▸ **Dataset rows**:

-- START --

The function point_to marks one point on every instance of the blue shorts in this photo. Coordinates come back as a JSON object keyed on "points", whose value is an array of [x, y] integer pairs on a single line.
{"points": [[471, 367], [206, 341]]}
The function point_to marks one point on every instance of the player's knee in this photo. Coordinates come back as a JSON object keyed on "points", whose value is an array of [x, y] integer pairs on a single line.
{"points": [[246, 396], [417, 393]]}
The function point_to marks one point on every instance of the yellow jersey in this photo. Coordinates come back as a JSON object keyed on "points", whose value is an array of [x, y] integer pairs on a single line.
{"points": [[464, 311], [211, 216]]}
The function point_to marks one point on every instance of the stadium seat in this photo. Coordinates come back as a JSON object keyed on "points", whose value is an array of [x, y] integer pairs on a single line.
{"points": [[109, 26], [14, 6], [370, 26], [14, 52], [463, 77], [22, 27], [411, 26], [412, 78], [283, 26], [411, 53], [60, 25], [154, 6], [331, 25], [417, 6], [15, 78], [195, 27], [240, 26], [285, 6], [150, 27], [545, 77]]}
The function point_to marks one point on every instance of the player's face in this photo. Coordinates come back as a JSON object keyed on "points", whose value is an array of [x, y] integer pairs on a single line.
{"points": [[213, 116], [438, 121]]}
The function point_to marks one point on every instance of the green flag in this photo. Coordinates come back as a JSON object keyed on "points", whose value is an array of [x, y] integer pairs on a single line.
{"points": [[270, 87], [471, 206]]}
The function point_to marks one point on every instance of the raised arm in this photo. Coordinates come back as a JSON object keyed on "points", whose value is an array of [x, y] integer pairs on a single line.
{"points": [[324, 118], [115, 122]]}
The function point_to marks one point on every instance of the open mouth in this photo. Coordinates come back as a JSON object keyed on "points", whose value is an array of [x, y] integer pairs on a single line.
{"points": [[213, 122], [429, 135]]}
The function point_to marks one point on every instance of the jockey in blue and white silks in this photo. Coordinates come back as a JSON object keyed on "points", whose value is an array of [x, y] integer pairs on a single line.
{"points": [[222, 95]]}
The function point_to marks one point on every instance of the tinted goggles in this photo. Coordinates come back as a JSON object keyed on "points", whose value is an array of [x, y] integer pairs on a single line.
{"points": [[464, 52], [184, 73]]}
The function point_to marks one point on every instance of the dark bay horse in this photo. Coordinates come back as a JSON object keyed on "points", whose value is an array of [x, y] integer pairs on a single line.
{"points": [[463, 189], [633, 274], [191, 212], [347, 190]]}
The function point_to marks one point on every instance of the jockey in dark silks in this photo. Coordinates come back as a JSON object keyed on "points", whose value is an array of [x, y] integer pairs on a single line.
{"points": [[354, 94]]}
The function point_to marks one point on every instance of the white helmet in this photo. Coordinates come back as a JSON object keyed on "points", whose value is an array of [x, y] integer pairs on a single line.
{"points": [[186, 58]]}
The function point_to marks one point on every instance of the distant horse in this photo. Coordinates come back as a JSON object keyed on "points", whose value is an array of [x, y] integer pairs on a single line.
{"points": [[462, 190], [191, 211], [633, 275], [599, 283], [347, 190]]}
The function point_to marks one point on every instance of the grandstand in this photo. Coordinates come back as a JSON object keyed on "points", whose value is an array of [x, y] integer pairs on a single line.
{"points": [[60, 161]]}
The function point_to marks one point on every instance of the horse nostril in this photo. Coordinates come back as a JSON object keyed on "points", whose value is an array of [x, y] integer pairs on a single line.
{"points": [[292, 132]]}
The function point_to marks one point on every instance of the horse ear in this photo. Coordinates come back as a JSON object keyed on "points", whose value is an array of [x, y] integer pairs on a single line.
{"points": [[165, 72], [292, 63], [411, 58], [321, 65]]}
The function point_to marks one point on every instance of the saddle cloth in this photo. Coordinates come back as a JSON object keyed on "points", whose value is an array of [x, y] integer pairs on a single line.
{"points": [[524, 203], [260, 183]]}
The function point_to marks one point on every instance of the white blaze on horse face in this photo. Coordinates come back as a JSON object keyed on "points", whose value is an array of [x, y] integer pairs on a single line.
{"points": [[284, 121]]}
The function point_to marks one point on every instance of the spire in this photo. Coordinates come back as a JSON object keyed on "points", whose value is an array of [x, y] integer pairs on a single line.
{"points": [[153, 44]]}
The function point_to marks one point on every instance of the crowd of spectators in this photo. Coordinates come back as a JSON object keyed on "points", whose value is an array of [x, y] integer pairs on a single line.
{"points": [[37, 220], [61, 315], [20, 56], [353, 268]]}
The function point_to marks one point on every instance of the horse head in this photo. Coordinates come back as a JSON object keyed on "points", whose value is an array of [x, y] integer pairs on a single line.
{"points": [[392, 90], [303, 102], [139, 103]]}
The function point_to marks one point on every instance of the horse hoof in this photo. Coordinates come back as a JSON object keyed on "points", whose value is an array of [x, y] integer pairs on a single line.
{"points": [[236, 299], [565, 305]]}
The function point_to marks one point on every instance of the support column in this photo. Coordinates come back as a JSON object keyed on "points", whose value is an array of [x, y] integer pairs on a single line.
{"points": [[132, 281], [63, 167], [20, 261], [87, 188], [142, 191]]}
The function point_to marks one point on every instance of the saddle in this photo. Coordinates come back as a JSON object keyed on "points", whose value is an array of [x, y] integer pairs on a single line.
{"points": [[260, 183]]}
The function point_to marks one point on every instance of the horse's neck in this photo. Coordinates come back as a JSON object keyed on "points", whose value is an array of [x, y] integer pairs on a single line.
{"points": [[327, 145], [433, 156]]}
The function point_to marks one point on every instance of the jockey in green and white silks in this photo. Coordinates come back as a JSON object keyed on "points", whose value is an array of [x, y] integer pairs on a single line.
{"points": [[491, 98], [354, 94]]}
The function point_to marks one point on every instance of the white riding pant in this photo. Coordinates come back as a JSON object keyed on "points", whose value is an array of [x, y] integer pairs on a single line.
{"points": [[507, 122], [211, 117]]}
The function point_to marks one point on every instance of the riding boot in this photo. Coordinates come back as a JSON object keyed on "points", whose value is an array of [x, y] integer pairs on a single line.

-- END --

▸ **What is needed**: Copy everything from the line containing "the horse head" down to the end of the material, substituting "rider" for "jockey" and leaving all else unchanged.

▸ **Problem solution**:
The function point_to marks one point on every instance of the horse head in this photo. Coordinates come back as a JSON object keyed on "points", whose value is an array of [x, y] integer pairs on a single line.
{"points": [[392, 90], [303, 102], [139, 103]]}
The function point_to marks one point on every instance of the horse hoof in this photo. Coordinates come back as a JSON object keyed on "points", whose value is an array of [x, y] integer pairs on a single line.
{"points": [[236, 299], [565, 305]]}
The function point_to marks one point on every instance of the support column in this photo. Coordinates come back as a JSON object keyed on "points", whose value is an array of [x, y] integer pairs on a single line.
{"points": [[132, 281], [63, 167], [20, 261], [87, 188], [142, 191]]}
The function point_to marks one point on every instance of the saddle in this photo. Coordinates come back as a JSON object keyed on "points", whose value is an array of [x, y] integer pairs on a single line.
{"points": [[260, 183]]}
The function point_to marks one point on every instance of the horse's neck in this photo. Coordinates come back as a JSON object keyed on "points", whose value is an array of [x, y] integer pairs on a single line.
{"points": [[327, 145], [433, 156]]}
The function point_to marks one point on every instance of the rider in green and white silks in this photo. Coordinates come back as a JSON object keyed on "points", whose value is an array of [x, y] integer pairs on a single line.
{"points": [[491, 98], [354, 94]]}
The function point_to marks one point on every instance of the white riding pant in this photo. Coordinates come back as a JSON object keyed on "points", whose value is an array of [x, y] integer pairs on a single line.
{"points": [[507, 122], [211, 117]]}
The function point_to marks one point on every instance of the riding boot in this photo. Coordinates come back as a JSON object keyed on "points", whose value is an array of [x, y] integer pairs on a single line.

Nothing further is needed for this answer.